◆ Stated goal 1: In the passage on the Koch family below, transcribe the text verbatim from "In his confidential" to "younger brother Bill.".

◆ Passage provided:
══════════

In his confidential report for Bill Koch, Coppin wrote, "Charles spent little of the next fifteen years at home, only coming there for an occasional holiday." After he was exiled by the family, "the first thing Charles did when he came home on vacation was to beat up" his younger brother Bill.


Young Bill grew alarmingly depressed. He was socially withdrawn and preoccupied with his sense of inferiority to his twin, David, and his older brother Charles. Soon the twins too were sent to boarding school. Bill, interestingly, chose to follow Charles's footsteps to Culver Military Academy, while David chose the eastern prep school Deerfield Academy. "There was a lot of strife between the boys. Charles was in constant rebellion against authority. It was a miserable childhood," Coppin said in an interview.


CHARLES  AS  A  PARENT


Yet later, as a parent, Charles partially repeated the pattern. When his own son, Chase, then thirteen, played a halfhearted tennis match, Charles had an employee pick him up and deliver him to a baking, reeking feedlot on one of the family ranches where he was forced to work seven days a week, twelve hours a day. Charles proudly recounted the story with a grin, telling The Wichita Eagle, "I think he thought he'd have a job here in Wichita and could go out with his friends at night." Chase became an exceptionally good tennis player but later had another, more serious problem. While driving as a high school student in Wichita, he ran a red light and fatally injured a twelve-year-old boy. He pleaded guilty to a misdemeanor charge of vehicular manslaughter and was sentenced to eighteen months of probation and a hundred hours of community service and was required to pay for the boy's funeral. After college, Chase, like his father, joined the family company.


Meanwhile, in an online blog, Charles's other child, Elizabeth, a Princeton graduate, described her own efforts to prove herself to her father. Of a visit home, she wrote, "As soon as we arrived I felt an overwhelming urge to prostrate myself on the floor and eat dirt in order to illustrate how grateful I am for everything they've done for me, that I'm not the spoiled monster they warned me I'd become if I wasn't careful." She described "chasing" her father around the house, trying to impress him with her interest in economics, and "staring down that dark well of nothing you do will ever be good enough you privileged waste of flesh."


FRED  KOCH  LEAVING  BIG  MONEY  TO  HIS  CHILDREN


A generation before, stern admonitions against becoming spoiled had emanated from Fred Koch to his offspring as well. Even as he laid plans to leave huge inheritances to his sons, he wrote a prophetic letter to them in 1936. In it, he warned:


When you are 21, you will receive what now seems like a large sum of money. It will be yours to do what you will. It may be a blessing or a curse. You can use it as a valuable tool for accomplishment or you can squander it foolishly. If you choose to let this money destroy your initiative and independence, then it will be a curse to you and my action in giving it to you will have been a mistake. I should regret very much to have you miss the glorious feeling of accomplishment and I know you are not going to let me down. Remember that often adversity is a blessing in disguise and certainly the greatest character builder. Be kind and generous to one another and to your mother.

══════════

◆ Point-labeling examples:
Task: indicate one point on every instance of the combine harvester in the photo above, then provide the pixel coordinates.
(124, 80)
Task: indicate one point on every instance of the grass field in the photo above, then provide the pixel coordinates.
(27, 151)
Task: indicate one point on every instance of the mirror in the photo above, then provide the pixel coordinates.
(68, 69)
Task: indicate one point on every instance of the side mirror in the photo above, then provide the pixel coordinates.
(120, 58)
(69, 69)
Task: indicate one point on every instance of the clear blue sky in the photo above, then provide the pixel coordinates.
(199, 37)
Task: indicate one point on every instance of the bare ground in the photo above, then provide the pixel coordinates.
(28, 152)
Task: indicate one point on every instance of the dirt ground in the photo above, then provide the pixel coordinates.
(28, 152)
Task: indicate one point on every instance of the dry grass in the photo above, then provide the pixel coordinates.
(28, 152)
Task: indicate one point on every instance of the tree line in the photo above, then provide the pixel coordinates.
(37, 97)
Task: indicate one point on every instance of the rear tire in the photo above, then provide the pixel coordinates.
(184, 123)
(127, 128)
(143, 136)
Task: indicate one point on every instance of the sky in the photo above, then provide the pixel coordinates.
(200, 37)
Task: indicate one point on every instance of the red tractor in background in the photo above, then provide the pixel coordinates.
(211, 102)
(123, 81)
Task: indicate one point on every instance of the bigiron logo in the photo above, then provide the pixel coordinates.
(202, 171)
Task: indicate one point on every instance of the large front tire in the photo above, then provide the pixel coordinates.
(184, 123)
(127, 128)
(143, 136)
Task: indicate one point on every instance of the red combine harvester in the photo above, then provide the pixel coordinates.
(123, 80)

══════════

◆ Stated goal 2: Identify each line in the listing above that contains the string "mirror", and copy every such line.

◆ Task output 1:
In his confidential report for Bill Koch, Coppin wrote, "Charles spent little of the next fifteen years at home, only coming there for an occasional holiday." After he was exiled by the family, "the first thing Charles did when he came home on vacation was to beat up" his younger brother Bill.

◆ Task output 2:
Task: indicate one point on every instance of the mirror in the photo above, then provide the pixel coordinates.
Task: indicate one point on every instance of the side mirror in the photo above, then provide the pixel coordinates.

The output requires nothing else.